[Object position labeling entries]
******
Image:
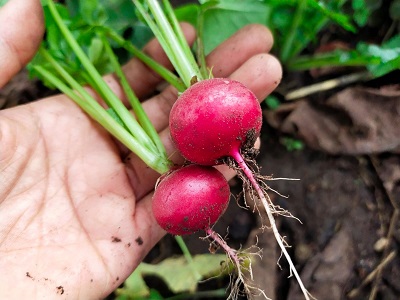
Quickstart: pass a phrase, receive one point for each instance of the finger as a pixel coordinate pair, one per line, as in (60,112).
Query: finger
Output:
(150,228)
(247,42)
(141,78)
(21,30)
(261,74)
******
### Directions
Swap each "finger" in the lines above for "thumb" and change nothing else. Omit the pictures from your answer.

### Response to the exercise
Image:
Quickstart: pass a phrase, receive one point for each instance of the thumb as a pixel coordinate pair, one per line, as in (60,112).
Query: thumb
Output:
(150,228)
(247,42)
(141,78)
(21,30)
(261,74)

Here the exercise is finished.